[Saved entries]
⟨
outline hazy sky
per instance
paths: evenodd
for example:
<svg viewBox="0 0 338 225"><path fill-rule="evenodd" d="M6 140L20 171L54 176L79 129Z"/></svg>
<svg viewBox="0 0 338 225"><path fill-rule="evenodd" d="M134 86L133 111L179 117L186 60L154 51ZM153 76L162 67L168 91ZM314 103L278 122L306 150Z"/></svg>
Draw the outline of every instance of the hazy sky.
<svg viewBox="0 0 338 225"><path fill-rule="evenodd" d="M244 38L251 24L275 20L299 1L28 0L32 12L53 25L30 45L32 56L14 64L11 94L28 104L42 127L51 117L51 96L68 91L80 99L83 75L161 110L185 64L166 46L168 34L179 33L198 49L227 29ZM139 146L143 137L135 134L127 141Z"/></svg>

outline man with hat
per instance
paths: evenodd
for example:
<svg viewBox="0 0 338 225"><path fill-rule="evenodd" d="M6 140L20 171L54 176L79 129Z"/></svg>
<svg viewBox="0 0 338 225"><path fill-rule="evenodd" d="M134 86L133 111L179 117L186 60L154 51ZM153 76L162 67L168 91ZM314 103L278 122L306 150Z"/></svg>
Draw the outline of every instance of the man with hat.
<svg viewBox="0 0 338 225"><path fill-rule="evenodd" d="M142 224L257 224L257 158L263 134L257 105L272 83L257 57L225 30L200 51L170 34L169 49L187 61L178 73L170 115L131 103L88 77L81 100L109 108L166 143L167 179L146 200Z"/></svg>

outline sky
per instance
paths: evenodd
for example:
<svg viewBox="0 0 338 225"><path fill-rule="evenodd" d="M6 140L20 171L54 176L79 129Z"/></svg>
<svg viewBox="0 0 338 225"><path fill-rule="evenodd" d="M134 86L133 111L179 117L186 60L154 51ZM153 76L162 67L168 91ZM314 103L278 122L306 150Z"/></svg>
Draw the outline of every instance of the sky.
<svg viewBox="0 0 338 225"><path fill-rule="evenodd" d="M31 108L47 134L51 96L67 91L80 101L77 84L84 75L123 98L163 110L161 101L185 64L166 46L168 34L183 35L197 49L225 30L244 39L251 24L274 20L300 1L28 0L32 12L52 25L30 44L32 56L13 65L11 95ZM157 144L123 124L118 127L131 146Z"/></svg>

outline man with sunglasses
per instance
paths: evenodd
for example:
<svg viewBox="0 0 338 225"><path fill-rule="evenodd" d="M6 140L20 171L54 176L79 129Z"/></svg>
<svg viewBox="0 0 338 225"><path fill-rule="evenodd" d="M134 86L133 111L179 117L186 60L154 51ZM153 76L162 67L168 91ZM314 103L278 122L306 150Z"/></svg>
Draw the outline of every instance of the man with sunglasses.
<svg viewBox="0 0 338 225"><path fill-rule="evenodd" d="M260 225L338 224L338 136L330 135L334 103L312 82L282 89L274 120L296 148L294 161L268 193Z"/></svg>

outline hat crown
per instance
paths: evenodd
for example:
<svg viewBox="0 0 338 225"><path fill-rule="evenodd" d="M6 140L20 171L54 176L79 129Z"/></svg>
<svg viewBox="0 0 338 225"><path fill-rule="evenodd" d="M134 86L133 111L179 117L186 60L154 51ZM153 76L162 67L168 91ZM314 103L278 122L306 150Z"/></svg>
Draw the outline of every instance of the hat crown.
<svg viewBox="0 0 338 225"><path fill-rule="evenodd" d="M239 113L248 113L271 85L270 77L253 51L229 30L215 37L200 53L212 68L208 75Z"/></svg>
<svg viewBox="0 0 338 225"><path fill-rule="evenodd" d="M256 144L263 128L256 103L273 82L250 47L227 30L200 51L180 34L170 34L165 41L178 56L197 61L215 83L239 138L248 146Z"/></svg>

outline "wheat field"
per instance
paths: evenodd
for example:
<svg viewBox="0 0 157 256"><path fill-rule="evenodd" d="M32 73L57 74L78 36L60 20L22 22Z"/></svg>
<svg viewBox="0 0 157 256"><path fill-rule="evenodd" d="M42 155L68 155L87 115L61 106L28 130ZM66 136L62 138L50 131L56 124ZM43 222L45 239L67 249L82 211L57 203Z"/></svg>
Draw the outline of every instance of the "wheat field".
⟩
⟨
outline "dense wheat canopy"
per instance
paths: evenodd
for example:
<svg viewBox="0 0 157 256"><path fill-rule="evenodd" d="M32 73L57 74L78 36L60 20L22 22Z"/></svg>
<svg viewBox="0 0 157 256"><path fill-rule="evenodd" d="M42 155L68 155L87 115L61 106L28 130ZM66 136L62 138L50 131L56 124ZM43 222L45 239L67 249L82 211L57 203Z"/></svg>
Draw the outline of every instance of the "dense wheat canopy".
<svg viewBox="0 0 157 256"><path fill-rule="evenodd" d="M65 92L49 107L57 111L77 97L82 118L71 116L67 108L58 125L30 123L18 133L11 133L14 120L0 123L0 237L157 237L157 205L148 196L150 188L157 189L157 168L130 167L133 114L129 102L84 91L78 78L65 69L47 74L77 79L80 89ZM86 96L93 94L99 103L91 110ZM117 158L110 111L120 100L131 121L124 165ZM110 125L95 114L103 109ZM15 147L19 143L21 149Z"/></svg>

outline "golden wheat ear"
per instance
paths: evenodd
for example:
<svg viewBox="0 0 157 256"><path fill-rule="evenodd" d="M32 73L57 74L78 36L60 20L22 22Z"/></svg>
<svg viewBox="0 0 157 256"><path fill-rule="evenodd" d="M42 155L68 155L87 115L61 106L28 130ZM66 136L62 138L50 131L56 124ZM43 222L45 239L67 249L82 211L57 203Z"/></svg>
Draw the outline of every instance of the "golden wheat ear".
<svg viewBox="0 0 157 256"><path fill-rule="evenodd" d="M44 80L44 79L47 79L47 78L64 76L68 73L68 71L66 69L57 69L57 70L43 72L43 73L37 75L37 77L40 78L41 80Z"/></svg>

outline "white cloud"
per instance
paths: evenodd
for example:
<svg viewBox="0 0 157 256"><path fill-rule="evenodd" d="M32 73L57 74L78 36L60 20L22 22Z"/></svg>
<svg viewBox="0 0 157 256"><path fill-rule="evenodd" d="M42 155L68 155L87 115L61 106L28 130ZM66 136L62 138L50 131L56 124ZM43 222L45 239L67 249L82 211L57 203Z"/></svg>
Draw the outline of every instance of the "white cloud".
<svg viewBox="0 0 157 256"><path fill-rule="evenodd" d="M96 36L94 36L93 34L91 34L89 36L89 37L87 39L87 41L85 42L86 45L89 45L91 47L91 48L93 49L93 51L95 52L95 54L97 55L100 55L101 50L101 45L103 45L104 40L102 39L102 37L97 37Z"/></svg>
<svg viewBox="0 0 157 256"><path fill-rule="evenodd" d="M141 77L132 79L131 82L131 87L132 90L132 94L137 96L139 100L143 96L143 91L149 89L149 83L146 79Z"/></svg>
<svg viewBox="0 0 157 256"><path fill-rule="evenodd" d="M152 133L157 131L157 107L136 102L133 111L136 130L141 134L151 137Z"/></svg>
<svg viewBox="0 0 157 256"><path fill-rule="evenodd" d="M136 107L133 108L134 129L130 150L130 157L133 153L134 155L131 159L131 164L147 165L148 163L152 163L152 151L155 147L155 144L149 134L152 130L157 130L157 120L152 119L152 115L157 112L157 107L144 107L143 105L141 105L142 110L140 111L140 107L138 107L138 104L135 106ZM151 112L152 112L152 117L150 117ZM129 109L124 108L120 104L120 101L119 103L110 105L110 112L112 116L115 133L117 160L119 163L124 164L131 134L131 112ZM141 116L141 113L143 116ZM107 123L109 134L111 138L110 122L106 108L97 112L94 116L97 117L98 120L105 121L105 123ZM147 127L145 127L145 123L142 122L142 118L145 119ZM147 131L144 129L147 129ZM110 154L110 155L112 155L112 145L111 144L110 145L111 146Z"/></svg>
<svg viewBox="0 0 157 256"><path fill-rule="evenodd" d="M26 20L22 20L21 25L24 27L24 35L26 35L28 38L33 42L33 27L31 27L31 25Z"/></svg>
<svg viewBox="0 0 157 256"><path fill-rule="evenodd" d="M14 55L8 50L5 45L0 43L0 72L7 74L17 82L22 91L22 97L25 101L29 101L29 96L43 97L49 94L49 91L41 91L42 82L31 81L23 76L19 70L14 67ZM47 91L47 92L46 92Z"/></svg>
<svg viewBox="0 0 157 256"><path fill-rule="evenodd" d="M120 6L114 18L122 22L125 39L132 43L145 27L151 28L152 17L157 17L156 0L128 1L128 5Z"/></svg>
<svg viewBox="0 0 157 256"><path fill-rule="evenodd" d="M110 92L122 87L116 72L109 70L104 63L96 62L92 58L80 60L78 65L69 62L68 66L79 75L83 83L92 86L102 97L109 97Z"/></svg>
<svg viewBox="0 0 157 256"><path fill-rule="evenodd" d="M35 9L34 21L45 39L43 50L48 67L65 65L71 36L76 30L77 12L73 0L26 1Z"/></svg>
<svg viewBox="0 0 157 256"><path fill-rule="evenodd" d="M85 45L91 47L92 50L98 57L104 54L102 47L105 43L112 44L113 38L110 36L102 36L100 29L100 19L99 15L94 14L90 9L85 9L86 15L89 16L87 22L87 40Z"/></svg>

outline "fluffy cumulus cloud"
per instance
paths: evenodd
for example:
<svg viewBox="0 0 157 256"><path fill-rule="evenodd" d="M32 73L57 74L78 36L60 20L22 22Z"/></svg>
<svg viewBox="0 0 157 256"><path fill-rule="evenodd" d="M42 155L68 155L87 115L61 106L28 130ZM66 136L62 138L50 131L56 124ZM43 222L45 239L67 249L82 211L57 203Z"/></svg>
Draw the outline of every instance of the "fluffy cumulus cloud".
⟩
⟨
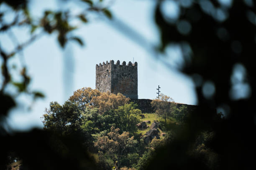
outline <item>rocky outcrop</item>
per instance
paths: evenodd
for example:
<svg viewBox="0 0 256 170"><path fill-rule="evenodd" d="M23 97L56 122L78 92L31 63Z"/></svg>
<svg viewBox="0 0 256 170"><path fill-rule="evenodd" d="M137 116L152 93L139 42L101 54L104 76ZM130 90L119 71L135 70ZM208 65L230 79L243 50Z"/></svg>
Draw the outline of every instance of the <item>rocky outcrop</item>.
⟩
> _Exercise directions_
Reproduce the lines of the records word for word, from the line containing "outline hazy sky" through the line containing "Draw the outline of every instance of the hazy".

> _Task answer_
outline hazy sky
per instance
paths: evenodd
for example:
<svg viewBox="0 0 338 225"><path fill-rule="evenodd" d="M6 140L20 171L54 176L79 129Z"/></svg>
<svg viewBox="0 0 338 225"><path fill-rule="evenodd" d="M134 86L133 111L179 117L186 60L154 51ZM153 76L162 67L168 91ZM314 103L278 122L306 150Z"/></svg>
Draw the outline of every instance of the hazy sky.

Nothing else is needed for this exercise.